Turn the lines below into a numbered list, starting with the line that contains "Reviewer note: confirm that every instance of the halter" and going on through the last line, skipping blank lines and leaving out the pictures.

> [Input]:
====================

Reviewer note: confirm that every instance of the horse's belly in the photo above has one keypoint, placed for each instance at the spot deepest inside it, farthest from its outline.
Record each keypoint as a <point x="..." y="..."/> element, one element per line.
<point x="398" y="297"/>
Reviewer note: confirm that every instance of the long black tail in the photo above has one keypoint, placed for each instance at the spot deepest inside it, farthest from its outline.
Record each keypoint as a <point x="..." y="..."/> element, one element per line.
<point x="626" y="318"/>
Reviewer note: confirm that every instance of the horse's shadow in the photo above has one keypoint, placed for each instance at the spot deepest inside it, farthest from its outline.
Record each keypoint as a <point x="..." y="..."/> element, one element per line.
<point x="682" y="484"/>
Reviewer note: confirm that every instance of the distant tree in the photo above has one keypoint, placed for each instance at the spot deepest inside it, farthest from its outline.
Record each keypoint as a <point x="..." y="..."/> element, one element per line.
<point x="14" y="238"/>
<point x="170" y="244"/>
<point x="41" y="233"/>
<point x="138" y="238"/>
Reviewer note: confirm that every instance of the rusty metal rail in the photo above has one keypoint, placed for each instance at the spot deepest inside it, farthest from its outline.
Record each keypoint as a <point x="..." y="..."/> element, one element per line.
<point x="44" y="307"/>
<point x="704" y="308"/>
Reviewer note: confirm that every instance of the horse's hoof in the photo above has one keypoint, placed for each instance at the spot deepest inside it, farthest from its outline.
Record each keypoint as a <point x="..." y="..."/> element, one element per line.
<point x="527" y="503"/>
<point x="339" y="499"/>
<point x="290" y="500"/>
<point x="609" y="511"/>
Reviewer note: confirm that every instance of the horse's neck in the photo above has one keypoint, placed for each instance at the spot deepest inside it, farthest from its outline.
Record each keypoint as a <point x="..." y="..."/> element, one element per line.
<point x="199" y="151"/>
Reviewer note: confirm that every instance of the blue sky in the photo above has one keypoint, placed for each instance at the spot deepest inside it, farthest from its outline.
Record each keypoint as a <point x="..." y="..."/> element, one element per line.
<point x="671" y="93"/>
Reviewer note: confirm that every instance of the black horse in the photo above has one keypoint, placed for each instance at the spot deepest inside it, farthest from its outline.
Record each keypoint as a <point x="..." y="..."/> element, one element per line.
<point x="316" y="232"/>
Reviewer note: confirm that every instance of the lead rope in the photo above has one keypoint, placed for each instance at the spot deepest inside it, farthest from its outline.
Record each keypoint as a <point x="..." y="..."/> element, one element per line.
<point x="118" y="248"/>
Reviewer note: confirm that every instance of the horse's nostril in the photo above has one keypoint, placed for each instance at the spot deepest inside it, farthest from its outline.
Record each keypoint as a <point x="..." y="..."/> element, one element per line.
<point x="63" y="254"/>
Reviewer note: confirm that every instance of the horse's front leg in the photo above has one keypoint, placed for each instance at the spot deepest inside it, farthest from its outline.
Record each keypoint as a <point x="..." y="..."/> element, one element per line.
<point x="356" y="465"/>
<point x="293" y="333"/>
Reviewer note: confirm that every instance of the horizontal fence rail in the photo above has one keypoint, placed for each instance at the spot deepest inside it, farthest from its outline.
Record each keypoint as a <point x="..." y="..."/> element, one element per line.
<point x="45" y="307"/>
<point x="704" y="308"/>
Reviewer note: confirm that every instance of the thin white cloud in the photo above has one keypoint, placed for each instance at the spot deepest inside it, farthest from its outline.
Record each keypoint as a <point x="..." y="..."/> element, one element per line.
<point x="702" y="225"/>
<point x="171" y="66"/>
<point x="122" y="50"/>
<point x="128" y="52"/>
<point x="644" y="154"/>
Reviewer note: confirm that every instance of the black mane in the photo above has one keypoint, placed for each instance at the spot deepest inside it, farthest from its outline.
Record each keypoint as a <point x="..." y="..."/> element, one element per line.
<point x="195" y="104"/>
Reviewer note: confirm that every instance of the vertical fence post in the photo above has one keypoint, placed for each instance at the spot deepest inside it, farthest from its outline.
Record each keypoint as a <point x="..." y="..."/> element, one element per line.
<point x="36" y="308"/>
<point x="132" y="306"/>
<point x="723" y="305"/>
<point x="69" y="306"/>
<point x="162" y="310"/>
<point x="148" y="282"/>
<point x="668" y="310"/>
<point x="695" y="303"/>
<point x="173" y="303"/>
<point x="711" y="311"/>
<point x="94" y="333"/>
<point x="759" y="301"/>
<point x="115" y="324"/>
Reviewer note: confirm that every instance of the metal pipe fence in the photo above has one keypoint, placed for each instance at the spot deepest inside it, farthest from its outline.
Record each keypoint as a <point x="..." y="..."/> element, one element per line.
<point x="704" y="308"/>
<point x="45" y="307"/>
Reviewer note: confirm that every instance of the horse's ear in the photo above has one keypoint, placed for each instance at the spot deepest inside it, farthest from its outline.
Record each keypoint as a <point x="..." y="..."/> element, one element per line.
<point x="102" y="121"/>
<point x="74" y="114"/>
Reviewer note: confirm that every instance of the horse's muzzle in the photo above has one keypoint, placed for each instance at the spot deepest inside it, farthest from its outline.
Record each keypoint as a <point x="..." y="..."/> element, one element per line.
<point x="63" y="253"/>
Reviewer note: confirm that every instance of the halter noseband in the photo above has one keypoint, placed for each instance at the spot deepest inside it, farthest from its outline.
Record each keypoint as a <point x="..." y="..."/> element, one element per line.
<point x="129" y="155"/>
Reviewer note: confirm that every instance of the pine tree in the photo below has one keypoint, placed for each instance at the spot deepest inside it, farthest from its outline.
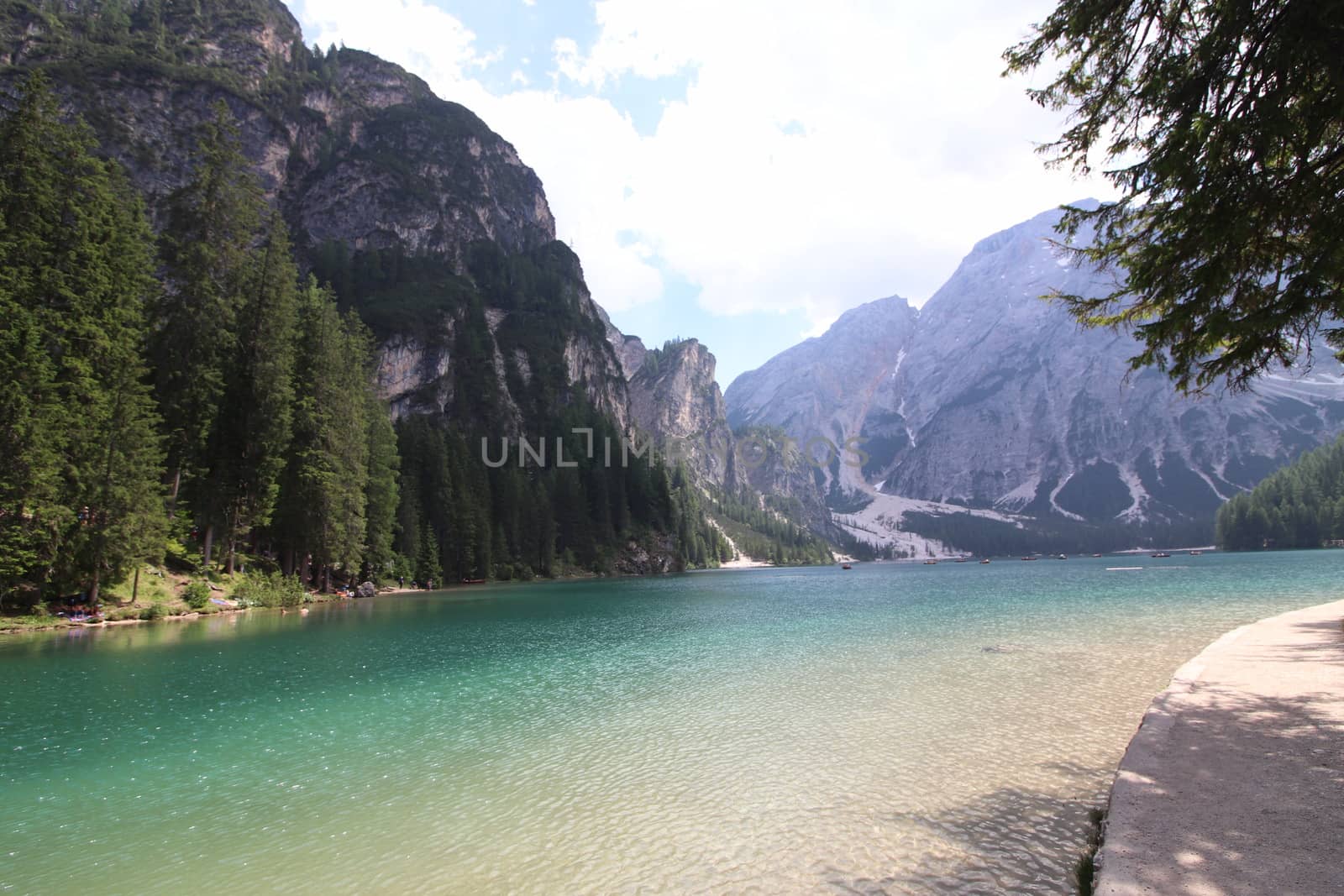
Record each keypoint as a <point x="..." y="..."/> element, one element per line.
<point x="324" y="483"/>
<point x="382" y="490"/>
<point x="81" y="459"/>
<point x="207" y="253"/>
<point x="253" y="429"/>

====================

> [Problem solution]:
1. Reviewer note: confirm that every instance of the halter noseband in the photo above has one keypoint, placed for each instance at the spot deepest inside it, farthest from its outline.
2. Record each keypoint as a <point x="..." y="..."/> element, one element per line.
3. <point x="129" y="155"/>
4. Reviewer note: confirm that every instance of the pine tree in the photo below has one keypoint, placed for each instance at the spot deepest inside it, farthest from its outline.
5. Record each keypoint as a <point x="..." y="..."/> element, one element per line.
6. <point x="324" y="483"/>
7. <point x="382" y="490"/>
8. <point x="81" y="459"/>
9. <point x="207" y="253"/>
10. <point x="253" y="429"/>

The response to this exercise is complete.